** What to produce **
Reproduce the records exactly, but not the pictures.

** Materials provided **
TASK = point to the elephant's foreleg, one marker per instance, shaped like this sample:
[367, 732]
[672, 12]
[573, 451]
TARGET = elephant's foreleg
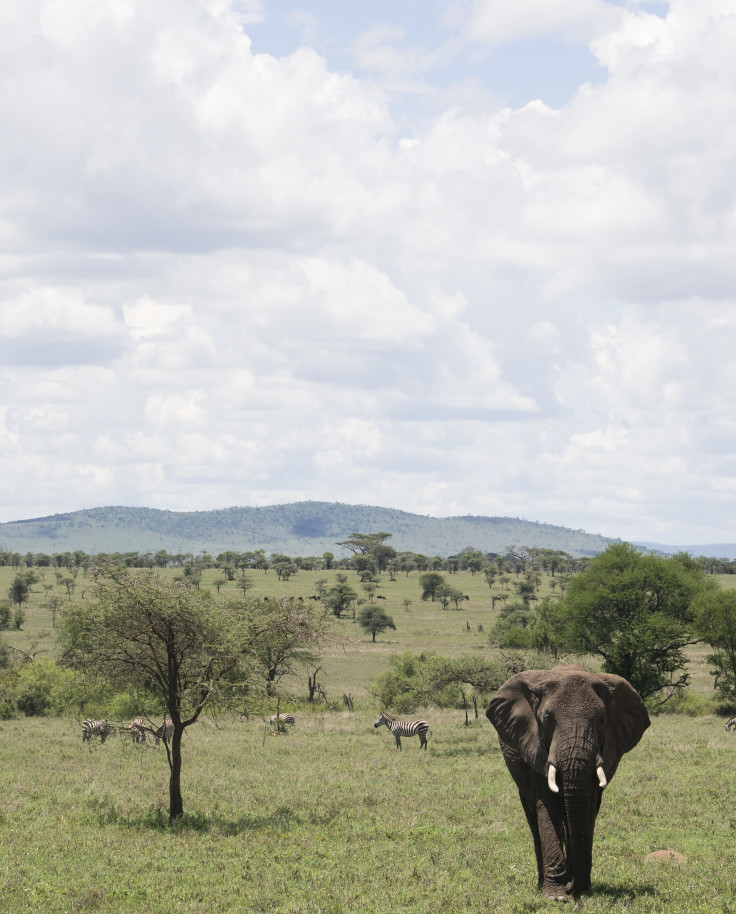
[529, 806]
[553, 872]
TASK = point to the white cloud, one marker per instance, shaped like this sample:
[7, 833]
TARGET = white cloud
[235, 277]
[497, 22]
[56, 312]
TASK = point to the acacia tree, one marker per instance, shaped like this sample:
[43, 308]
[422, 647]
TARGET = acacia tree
[635, 612]
[375, 620]
[292, 636]
[168, 640]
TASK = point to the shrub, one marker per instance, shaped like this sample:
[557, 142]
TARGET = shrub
[41, 687]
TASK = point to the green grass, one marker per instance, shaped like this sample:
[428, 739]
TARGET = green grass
[353, 663]
[331, 818]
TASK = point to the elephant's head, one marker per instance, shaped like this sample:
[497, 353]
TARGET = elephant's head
[570, 728]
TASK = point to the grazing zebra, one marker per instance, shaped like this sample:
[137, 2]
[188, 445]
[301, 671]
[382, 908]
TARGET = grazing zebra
[286, 718]
[401, 728]
[137, 730]
[164, 732]
[92, 728]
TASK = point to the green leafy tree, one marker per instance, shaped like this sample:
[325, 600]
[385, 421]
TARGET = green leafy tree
[21, 586]
[375, 620]
[339, 598]
[170, 640]
[413, 680]
[292, 635]
[634, 611]
[364, 543]
[431, 582]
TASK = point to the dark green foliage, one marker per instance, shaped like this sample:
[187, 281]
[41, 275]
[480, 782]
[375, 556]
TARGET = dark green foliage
[430, 583]
[715, 618]
[416, 680]
[339, 598]
[634, 611]
[375, 620]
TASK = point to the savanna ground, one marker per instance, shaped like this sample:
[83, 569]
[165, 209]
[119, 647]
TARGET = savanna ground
[329, 817]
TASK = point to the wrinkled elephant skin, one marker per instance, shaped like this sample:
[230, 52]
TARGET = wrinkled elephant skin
[563, 732]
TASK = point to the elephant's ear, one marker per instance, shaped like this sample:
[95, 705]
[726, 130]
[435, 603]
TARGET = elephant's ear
[512, 713]
[627, 720]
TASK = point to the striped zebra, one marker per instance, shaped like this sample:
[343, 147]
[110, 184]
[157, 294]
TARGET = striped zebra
[286, 718]
[92, 728]
[164, 732]
[401, 728]
[137, 730]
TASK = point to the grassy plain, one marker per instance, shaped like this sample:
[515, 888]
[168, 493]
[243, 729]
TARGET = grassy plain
[329, 817]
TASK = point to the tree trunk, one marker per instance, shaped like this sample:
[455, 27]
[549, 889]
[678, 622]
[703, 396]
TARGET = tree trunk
[176, 804]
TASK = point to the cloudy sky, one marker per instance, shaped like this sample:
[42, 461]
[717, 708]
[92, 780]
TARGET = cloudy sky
[449, 256]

** Solution to this problem **
TASK = point to the elephant's foreleg, one marker per instance, shaped like this sample:
[367, 732]
[672, 12]
[573, 451]
TARGET = elephant's foreleg
[529, 806]
[553, 872]
TASK = point to the white cloud, one marker per instance, shaped like this sample:
[7, 833]
TARGET = white cloud
[235, 277]
[497, 22]
[56, 312]
TASK = point to the acacia tree, one marker per instance, shaped like this sample:
[43, 308]
[422, 647]
TARGET = acacia tree
[635, 612]
[375, 620]
[292, 636]
[168, 640]
TASK = point to the shrub, one marker per instance, shaped like this sample:
[557, 142]
TARGET = shrub
[41, 687]
TASK = point to the green grass, one marker per instance, shaped like this sample:
[428, 739]
TARGET = green grass
[353, 663]
[331, 818]
TASK = point to the elephant's head, one marker per instance, shaped like this sample:
[497, 353]
TARGET = elephant's head
[570, 728]
TASK = point to the grazing zebra, one marker per instance, shaped like this sample:
[137, 2]
[188, 445]
[301, 671]
[382, 908]
TARGET = grazing zebra
[286, 718]
[401, 728]
[137, 730]
[164, 732]
[92, 728]
TASK = point to the green leafy tree, one marker per instance, shaped like this sample:
[325, 600]
[385, 421]
TARGET = green leafy tree
[21, 586]
[375, 620]
[339, 598]
[170, 640]
[413, 680]
[292, 635]
[634, 611]
[364, 543]
[431, 582]
TASK = point to the dark green foliage, one marker per instance, shaped like this sample:
[187, 281]
[41, 275]
[480, 782]
[375, 556]
TARGET = dark green foliage
[430, 583]
[715, 618]
[416, 680]
[339, 598]
[634, 611]
[375, 620]
TASK = point to the savanna ground, one marker per instance, shaped like this sample:
[83, 569]
[165, 209]
[119, 647]
TARGET = savanna ground
[329, 817]
TASK = point to the wrinkled elephant skin, one marker per instance, shaped like this sample:
[230, 52]
TARGET = wrinkled elephant skin
[563, 732]
TASK = point to the elephant's ear, one marker per instance, shaped like this sample:
[95, 705]
[726, 130]
[435, 603]
TARGET = elephant's ear
[512, 713]
[627, 720]
TASK = point to the striped zebra, one marker per instance, shaped like this sample:
[343, 147]
[110, 184]
[157, 294]
TARGET = striped zebra
[286, 718]
[92, 728]
[164, 732]
[401, 728]
[137, 730]
TASK = point to the grassy plain, one marker per instance, shaped like this sample:
[515, 888]
[168, 493]
[243, 729]
TARGET = grassy plain
[329, 817]
TASK = point to the tree trunk, one marker per instance, shaped like this sample:
[455, 27]
[549, 889]
[678, 622]
[703, 396]
TARGET = tree trunk
[176, 804]
TASK = point to the cloudy sky, one marker per instance, shaped like this sample:
[42, 461]
[717, 708]
[92, 780]
TARGET = cloudy sky
[449, 256]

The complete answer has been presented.